__Aim of the exercise__
Rewrite every line of the material below, starting with the line that contains "of the dirt" and continuing through the last line, with those lines' requests kept as they are and each coordinate shifted up by 6.

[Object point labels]
•••

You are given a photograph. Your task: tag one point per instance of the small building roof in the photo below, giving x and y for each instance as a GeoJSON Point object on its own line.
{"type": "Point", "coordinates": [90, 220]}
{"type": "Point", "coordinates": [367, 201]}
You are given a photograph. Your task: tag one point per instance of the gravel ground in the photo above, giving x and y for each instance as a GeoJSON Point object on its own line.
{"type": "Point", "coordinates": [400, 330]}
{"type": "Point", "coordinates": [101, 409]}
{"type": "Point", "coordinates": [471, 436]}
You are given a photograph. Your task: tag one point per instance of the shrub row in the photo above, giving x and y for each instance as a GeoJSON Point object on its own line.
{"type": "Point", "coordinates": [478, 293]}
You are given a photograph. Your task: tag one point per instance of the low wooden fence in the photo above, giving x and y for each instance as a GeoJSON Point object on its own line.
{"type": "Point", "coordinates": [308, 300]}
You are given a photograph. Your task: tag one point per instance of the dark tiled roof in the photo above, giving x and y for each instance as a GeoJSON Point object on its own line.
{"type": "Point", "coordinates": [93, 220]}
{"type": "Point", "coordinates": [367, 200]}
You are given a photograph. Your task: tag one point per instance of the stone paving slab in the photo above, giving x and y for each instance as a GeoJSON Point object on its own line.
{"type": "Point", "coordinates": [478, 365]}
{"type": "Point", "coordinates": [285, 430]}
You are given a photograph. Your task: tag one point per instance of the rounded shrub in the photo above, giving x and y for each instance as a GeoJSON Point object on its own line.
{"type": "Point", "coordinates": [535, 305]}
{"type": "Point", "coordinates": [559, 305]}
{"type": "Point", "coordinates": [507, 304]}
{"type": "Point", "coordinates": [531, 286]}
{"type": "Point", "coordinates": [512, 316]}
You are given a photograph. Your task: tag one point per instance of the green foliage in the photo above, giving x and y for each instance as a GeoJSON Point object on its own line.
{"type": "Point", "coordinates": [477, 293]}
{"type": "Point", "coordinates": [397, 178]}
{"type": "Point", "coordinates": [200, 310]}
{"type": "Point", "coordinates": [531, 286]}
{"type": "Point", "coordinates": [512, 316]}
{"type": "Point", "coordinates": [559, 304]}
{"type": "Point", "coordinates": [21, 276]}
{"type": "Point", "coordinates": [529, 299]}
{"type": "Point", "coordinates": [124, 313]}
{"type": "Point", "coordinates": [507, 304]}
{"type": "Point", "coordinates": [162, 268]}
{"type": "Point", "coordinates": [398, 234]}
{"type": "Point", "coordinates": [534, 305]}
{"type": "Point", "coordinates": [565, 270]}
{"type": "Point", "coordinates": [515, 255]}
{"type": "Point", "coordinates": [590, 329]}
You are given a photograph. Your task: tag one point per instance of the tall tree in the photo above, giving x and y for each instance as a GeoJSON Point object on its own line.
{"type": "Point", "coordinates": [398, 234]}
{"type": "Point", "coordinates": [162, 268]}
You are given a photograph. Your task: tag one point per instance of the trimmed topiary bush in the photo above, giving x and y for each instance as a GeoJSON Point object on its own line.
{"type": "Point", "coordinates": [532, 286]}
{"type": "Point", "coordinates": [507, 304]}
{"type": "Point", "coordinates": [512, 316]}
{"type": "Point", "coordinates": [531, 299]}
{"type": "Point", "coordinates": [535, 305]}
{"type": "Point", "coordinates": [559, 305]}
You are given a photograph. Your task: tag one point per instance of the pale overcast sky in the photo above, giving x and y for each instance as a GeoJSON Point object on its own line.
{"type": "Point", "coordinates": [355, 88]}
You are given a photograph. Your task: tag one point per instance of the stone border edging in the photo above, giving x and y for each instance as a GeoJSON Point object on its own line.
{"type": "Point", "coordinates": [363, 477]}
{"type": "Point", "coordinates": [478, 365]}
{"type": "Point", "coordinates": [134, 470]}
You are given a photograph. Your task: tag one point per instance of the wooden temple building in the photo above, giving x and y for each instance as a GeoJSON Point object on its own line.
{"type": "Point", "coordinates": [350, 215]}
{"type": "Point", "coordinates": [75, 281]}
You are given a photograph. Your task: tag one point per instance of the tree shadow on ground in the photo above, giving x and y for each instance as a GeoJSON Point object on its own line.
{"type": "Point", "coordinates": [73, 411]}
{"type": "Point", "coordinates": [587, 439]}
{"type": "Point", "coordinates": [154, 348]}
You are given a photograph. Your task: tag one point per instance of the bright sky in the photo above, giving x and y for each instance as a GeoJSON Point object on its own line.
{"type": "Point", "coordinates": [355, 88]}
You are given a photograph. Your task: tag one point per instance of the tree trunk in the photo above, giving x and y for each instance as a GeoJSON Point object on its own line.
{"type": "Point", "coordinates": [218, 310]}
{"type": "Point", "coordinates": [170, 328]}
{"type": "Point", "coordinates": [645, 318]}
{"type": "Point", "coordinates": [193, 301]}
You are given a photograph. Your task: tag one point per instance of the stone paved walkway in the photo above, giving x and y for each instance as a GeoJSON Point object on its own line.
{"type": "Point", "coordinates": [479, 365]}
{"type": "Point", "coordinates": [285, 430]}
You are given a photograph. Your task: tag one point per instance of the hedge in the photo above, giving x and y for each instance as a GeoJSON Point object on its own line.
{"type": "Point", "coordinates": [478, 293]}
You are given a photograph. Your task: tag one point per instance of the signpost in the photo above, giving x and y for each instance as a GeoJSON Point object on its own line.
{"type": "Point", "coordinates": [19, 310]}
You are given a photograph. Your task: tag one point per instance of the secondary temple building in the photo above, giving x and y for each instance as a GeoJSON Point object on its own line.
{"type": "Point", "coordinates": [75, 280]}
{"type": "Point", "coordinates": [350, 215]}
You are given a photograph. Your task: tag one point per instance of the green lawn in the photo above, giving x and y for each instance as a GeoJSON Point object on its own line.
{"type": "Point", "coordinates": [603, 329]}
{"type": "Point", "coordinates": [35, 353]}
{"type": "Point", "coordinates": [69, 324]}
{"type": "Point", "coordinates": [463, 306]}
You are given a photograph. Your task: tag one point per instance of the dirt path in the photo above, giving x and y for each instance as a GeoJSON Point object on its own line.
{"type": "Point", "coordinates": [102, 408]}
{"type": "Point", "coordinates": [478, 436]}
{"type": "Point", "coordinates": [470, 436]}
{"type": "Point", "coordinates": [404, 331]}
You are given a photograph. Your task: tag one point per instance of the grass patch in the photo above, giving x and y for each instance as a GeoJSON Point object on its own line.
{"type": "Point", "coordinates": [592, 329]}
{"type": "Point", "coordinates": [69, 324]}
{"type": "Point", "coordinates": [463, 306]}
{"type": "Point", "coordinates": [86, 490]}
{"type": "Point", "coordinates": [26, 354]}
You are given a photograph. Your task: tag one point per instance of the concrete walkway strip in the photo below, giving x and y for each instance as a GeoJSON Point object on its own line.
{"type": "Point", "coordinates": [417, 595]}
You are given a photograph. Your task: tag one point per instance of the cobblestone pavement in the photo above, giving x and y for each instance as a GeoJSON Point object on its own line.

•••

__Expected answer__
You are given a photograph. Your task: tag one point per instance of the dirt path in the photo above, giving x and y for each instance as a GeoJSON Point object on its own line.
{"type": "Point", "coordinates": [108, 414]}
{"type": "Point", "coordinates": [484, 442]}
{"type": "Point", "coordinates": [476, 442]}
{"type": "Point", "coordinates": [410, 337]}
You are given a photograph. Your task: tag one point per instance of the grass patch in the photo above, giving x and y for each instance as a GeoJSON Point object on its own line.
{"type": "Point", "coordinates": [598, 335]}
{"type": "Point", "coordinates": [75, 330]}
{"type": "Point", "coordinates": [469, 312]}
{"type": "Point", "coordinates": [92, 496]}
{"type": "Point", "coordinates": [32, 360]}
You are given a photograph. Your task: tag one point per instance of the concrete walkway strip in the photo below, giving x and y for each instance as a GeoJSON Point object on its own line.
{"type": "Point", "coordinates": [423, 601]}
You are given a photograph. Your task: tag one point per instance of the cobblestone pavement in the photo above, giving x and y for each instance as a GeoJSON Point object on its own line.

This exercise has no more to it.